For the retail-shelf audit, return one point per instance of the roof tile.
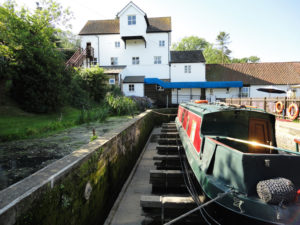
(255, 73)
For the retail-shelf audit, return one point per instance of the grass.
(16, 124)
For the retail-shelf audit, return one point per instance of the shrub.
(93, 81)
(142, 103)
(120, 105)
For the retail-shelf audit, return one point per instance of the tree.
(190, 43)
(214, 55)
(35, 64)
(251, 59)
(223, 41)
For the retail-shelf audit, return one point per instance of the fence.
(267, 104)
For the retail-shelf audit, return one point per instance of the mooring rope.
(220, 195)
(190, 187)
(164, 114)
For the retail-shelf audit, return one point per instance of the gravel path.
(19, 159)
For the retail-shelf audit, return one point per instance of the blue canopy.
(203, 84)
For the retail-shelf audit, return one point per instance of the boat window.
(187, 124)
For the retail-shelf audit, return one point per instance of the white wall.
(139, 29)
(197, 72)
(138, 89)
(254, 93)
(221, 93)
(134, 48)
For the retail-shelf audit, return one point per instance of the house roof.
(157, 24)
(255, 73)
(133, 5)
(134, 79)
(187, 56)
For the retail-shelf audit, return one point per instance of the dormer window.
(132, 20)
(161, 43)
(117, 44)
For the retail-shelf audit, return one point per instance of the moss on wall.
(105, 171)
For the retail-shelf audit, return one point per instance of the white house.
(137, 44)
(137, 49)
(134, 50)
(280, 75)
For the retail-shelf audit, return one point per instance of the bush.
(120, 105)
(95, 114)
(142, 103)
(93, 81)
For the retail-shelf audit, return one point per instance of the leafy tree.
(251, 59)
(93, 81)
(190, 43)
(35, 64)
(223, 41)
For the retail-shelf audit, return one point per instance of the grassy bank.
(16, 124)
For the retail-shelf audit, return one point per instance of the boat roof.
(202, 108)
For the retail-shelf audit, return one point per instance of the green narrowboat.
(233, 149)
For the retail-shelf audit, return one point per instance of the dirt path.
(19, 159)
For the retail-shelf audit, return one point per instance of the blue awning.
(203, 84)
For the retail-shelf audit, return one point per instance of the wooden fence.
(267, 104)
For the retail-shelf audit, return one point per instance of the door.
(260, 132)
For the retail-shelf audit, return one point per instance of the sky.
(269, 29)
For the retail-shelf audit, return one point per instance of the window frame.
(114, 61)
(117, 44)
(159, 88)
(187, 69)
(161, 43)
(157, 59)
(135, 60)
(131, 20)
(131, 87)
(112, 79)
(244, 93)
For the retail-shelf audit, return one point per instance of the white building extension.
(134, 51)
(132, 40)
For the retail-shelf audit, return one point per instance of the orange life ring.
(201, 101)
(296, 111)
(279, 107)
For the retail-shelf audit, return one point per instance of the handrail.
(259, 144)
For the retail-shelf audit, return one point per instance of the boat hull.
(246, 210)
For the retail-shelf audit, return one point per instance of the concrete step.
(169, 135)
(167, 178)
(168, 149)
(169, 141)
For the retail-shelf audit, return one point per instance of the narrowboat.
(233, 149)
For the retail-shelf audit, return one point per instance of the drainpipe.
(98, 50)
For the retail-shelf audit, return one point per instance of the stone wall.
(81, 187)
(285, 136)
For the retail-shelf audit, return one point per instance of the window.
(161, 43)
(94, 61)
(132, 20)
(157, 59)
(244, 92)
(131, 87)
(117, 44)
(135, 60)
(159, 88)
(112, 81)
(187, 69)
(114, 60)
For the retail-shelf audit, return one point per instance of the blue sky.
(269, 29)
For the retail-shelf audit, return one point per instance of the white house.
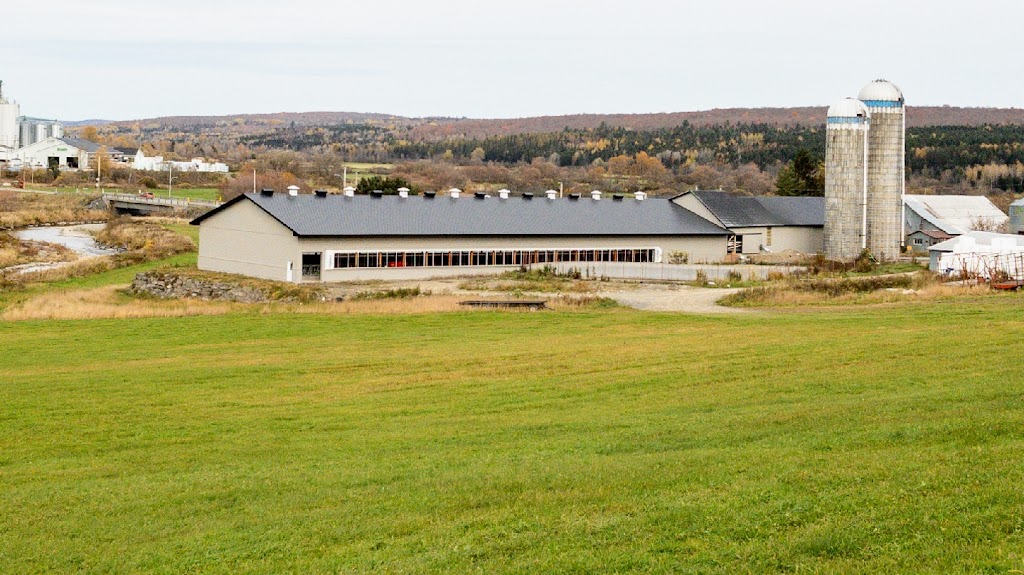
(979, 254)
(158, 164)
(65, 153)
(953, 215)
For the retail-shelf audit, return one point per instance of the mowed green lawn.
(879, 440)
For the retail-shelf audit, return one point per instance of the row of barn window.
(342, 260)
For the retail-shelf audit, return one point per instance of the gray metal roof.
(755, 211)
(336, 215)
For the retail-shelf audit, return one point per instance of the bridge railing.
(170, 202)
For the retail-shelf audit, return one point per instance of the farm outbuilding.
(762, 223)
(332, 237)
◆ ◆ ◆
Only the lines from the one bearing "mowed green lawn." through the end of the entries above belong in the answer, each one exactly as given.

For the retail-shelf audit, return one point per instance of the mowed green lawn.
(879, 440)
For the retail-shelf audit, return one point per instance of the row of barn window.
(342, 260)
For the retail-shelf audit, return one point per instance of the gray metal roof.
(755, 211)
(336, 215)
For the retail-shelf audit, return one point per instance of the bridge railing.
(170, 202)
For the retail-shelf audit, return one point per instance of the farm outbuilding.
(762, 223)
(332, 237)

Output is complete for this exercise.